§ **MATERIAL SUPPLIED**
--- begin ---

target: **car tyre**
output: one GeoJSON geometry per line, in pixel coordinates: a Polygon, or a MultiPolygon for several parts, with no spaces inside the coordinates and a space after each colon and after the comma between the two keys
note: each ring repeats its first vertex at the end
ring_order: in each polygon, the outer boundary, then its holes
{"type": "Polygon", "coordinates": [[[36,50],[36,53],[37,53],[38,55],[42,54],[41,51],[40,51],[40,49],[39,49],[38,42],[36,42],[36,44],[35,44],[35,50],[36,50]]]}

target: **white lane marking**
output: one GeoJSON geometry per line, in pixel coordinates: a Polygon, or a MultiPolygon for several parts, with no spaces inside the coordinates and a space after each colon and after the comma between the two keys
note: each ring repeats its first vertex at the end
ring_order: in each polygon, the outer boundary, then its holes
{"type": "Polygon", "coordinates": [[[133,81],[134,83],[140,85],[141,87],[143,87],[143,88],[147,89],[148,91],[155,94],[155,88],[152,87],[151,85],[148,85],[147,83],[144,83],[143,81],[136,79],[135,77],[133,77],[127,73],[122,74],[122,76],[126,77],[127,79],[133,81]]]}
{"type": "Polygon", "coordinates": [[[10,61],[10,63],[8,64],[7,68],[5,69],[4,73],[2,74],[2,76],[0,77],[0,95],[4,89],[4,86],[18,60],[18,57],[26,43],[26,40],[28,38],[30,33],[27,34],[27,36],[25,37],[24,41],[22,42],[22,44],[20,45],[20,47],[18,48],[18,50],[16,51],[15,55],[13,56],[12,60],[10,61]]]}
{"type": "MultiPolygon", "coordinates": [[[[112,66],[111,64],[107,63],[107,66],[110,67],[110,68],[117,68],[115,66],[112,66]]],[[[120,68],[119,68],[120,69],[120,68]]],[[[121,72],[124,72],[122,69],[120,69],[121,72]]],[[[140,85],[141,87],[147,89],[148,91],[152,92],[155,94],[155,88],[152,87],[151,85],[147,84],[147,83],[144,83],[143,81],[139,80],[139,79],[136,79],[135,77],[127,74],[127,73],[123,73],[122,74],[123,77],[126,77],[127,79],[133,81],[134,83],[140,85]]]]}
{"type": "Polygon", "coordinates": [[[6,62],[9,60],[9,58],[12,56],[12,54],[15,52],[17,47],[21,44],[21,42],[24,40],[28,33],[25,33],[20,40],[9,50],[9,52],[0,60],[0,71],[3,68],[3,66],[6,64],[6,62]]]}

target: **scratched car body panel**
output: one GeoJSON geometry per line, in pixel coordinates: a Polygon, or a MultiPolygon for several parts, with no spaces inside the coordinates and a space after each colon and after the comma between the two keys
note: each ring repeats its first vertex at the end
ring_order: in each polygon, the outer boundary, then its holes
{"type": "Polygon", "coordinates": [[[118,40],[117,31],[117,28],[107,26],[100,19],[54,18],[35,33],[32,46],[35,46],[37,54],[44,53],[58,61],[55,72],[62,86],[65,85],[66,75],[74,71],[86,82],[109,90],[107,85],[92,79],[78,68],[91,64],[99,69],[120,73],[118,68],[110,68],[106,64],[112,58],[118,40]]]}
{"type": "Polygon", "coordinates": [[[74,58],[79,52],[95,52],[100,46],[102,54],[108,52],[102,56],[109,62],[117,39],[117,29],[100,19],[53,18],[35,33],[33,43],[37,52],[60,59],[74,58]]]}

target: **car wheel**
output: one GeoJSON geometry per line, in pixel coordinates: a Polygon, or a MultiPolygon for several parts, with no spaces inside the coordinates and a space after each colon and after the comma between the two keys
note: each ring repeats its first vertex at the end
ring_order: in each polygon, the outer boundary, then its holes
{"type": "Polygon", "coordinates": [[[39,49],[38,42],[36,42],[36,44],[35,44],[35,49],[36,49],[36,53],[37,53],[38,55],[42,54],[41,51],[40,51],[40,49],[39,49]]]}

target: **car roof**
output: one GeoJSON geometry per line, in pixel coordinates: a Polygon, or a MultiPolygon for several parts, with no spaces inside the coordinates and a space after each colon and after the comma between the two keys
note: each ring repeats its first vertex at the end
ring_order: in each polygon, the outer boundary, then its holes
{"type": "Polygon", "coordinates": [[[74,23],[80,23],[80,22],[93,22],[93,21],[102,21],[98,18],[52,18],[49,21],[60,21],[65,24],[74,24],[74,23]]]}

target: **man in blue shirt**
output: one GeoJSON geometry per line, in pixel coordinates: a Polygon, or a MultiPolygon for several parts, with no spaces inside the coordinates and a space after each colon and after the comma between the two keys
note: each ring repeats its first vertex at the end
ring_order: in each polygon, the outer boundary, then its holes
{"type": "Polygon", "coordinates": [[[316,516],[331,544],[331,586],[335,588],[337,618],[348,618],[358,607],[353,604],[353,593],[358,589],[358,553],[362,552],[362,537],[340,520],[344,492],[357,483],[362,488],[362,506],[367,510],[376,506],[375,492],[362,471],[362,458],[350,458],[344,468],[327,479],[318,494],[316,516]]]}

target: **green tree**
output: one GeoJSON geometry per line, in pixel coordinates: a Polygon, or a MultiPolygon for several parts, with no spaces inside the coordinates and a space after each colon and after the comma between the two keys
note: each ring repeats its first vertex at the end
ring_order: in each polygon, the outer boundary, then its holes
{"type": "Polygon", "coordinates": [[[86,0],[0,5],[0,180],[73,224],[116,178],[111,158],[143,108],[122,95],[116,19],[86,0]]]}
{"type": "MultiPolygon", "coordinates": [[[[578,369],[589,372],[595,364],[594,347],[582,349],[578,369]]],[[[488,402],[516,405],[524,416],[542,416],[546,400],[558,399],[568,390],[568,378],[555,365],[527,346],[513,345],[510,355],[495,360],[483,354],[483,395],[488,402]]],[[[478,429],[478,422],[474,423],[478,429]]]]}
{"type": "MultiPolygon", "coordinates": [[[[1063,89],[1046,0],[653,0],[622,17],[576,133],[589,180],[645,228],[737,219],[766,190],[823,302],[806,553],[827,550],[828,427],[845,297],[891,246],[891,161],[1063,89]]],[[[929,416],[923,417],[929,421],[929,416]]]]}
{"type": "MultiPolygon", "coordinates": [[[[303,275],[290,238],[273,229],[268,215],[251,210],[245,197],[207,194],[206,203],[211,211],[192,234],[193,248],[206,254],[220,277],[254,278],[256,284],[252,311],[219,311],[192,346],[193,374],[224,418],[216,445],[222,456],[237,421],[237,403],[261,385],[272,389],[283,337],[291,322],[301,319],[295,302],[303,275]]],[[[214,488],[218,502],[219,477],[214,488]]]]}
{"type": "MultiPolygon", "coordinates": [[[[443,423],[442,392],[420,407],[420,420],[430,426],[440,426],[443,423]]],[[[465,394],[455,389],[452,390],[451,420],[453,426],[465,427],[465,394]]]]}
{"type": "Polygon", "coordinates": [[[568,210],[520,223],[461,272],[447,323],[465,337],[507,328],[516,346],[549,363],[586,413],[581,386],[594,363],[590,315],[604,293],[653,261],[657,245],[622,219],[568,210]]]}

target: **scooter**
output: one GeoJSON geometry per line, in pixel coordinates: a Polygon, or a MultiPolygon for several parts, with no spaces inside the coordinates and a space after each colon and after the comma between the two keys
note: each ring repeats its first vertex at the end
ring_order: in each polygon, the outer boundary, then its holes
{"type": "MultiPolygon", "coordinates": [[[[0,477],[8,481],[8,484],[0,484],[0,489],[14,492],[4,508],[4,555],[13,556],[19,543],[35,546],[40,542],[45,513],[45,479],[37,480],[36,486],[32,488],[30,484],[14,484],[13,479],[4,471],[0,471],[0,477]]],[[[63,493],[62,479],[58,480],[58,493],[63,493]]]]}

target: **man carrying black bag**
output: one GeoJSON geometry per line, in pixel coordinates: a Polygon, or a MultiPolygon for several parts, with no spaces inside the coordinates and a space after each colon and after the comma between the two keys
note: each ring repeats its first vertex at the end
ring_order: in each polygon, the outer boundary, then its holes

--- end ---

Only those lines running from the one containing "target: **man carrying black bag**" through the last line of the data above are to be copied, exactly, with both ends included.

§ **TASK OUTPUT**
target: **man carrying black bag**
output: one GeoJSON geometry per line, in pixel coordinates: a Polygon, or a MultiPolygon for several parts, with no spaces inside the coordinates and a space after each colon and after the comma between the two keys
note: each ring repeats its first vertex at the end
ring_order: in each polygon, the outer boundary, then its holes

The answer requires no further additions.